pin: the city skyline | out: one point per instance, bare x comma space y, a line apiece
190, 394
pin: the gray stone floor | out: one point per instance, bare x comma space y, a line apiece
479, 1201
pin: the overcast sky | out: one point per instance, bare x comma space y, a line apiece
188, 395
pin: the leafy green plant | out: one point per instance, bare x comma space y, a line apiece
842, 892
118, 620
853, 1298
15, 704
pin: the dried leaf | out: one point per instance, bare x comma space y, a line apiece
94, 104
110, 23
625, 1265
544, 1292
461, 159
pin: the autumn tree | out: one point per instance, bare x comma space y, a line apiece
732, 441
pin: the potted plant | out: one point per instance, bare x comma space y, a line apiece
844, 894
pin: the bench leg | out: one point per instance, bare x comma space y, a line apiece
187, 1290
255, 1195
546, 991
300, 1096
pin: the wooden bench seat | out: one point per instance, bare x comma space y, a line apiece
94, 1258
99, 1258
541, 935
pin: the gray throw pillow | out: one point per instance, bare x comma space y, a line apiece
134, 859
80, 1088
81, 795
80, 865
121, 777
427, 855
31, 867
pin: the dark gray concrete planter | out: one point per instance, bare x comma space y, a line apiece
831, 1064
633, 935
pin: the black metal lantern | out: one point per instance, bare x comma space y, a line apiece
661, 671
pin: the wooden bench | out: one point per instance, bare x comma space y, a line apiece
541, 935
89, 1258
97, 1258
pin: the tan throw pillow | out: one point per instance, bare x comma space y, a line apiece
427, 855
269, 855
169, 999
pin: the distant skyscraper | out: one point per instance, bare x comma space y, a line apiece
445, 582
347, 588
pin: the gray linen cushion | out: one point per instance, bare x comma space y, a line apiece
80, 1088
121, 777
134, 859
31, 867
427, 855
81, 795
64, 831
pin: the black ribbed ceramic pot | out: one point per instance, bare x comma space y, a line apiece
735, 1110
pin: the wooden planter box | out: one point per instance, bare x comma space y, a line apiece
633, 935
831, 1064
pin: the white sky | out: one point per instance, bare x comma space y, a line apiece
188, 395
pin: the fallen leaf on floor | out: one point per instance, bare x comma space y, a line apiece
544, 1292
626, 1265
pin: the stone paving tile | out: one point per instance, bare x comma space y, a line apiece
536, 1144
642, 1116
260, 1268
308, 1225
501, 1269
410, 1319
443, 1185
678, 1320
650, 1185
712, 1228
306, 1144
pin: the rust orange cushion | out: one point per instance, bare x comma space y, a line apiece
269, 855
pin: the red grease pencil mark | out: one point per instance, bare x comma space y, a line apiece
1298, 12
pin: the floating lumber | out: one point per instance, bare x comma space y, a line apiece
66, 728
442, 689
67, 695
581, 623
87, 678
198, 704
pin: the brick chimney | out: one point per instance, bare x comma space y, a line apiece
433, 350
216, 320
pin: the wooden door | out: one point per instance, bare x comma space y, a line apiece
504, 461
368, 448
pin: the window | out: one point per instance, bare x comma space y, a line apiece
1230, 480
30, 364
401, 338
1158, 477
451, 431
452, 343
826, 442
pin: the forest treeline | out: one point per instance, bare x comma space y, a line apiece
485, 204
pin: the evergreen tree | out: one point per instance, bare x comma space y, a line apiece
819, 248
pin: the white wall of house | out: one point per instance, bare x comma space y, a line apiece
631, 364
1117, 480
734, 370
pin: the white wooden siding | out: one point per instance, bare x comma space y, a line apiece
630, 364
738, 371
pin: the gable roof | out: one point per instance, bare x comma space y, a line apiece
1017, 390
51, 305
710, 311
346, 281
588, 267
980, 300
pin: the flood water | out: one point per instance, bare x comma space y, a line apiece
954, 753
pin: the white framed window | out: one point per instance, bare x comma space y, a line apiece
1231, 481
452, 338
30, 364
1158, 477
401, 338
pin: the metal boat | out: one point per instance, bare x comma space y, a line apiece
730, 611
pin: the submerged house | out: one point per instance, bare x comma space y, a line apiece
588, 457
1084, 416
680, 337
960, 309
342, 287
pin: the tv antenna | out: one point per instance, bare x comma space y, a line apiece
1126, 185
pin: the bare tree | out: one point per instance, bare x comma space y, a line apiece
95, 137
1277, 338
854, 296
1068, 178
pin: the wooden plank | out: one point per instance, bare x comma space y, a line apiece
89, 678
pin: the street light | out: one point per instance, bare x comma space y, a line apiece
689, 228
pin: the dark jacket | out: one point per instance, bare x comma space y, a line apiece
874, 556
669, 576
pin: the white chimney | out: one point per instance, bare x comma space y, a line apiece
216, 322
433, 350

**Task requirements:** Could you write out all the items again, changing "a line apiece" to "each on its own line" wherever it occurs and leaving everything else untouched?

**Result of this task:**
pin: the city skyline | out: one point per instance, bare x comma space y, each on its own line
190, 394
pin: the gray stone floor | out: one point per instance, bare x comma space y, each on its own line
479, 1201
pin: the overcast sky | out: one point per instance, bare x comma space y, each on its own line
188, 395
pin: the leafy green plant | out: one point per instance, bare x comma space y, each on its own line
842, 892
118, 620
853, 1298
15, 704
pin: the dried leaf | out: one point per instance, bare x comma space y, each on its own line
94, 104
110, 23
625, 1265
544, 1292
461, 159
pin: the autumn tree | out: one point per instance, bare x comma space y, each on its own line
732, 441
pin: the potted plant | out: one point per instance, bare x comma space y, each on its own line
844, 894
pin: the bench leg | out: one point per instance, bare x comma space y, each on its own line
187, 1290
255, 1195
546, 991
300, 1096
pin: the wooden bench seat | out: one point per instance, bare x comma space y, each on its own line
94, 1258
99, 1258
541, 935
pin: the gray throw pillow | out: one point per instance, bare x comma space y, each on its own line
134, 859
80, 1088
81, 795
80, 865
121, 777
427, 855
31, 867
pin: the dark gray concrete planter | out: one point per instance, bare x comma space y, each on its own line
831, 1064
633, 935
pin: the black metal lantern | out: one point per instance, bare x comma space y, each on its own line
661, 671
pin: the wooden bench | out: one point per instance, bare x comma space y, each on its own line
541, 935
89, 1258
97, 1258
pin: the tan throw pillow | out: one point per instance, bare x comma space y, each on its own line
427, 855
269, 855
169, 999
pin: the distant skyscraper | out: one point per instance, bare x comma space y, each on its own line
445, 582
347, 588
pin: the gray linen cushion | out: one point per instance, bare x comma space y, each on its own line
80, 1088
121, 777
134, 859
31, 867
427, 855
81, 795
64, 831
pin: the black ribbed ceramic pot | out: one point per instance, bare x comma space y, each on its own line
735, 1110
pin: the wooden planter box | out: one point per instance, bare x comma space y, each on its own line
633, 935
831, 1064
pin: the white sky | out: one point per instance, bare x comma space y, each on its own line
188, 395
pin: the fallen leaf on floor | out: one point per instance, bare x comma space y, each on its own line
544, 1292
626, 1265
pin: the stone paving tile | out: one point per instance, bare x comma space y, each on its own line
536, 1144
642, 1116
260, 1268
308, 1225
501, 1269
410, 1319
443, 1185
678, 1320
650, 1185
712, 1228
306, 1144
pin: the rust orange cushion | out: one point per instance, bare x comma space y, each on its own line
269, 855
pin: the red grease pencil mark | out: one point per instance, bare x comma space y, each on its own line
1298, 12
pin: the floating lumber | out: one point per instance, bare x comma space y, each on its own line
66, 728
442, 689
67, 695
581, 623
87, 678
198, 704
pin: the brick chimney | out: one point per instance, bare x comma space y, each on its own line
433, 350
216, 320
pin: the wooden door | out: one point per instance, bare x comma space y, each on its own line
504, 461
368, 448
pin: the window | out: one point per instance, bare x comma space y, each on its own line
1230, 480
30, 364
401, 338
1158, 477
451, 431
452, 343
826, 442
pin: the forest treeline | out: one point per instance, bare x comma space y, each on its own line
485, 204
pin: the evergreen tree | out: one point per instance, bare x comma space y, each on its own line
819, 248
pin: the white wall of house | out: one point per instance, bare x comma space y, each on its own line
631, 364
1117, 480
734, 370
pin: the white wooden siding | out: one point per instance, bare x comma space y, each on its own line
630, 364
738, 371
pin: the gable roof | out: one point per instance, bare x comma space y, each on its own line
1017, 390
51, 305
710, 311
346, 281
588, 267
980, 300
pin: the flood water | out: one point per instance, bare x comma space y, each on its own line
954, 753
pin: the white framed window | out: one point per instance, bare x comma space y, each on its own line
1231, 481
452, 338
30, 364
1158, 477
401, 338
pin: the metal boat | out: one point per instance, bare x comma space y, each on its own line
730, 611
pin: the submerged house | out: one point per instance, bare x comma space y, each on its own line
588, 457
1084, 416
680, 337
960, 309
342, 287
pin: the tv antenna | out: one point per instance, bare x comma space y, each on its own line
1126, 185
pin: the bare tree | out: one point per instance, bare x comma space y, each on its own line
95, 137
1277, 338
854, 296
1068, 178
pin: the wooden plank | out: one point per instance, bare x comma space y, each on its own line
89, 678
pin: the street light | out: one point per instance, bare x comma space y, each on its own line
689, 228
pin: the dark jacket | out: one point per instance, bare x comma space y, each on its own line
874, 556
669, 576
pin: the white chimney | out: one point per instance, bare x comma space y, each on its own line
216, 322
433, 350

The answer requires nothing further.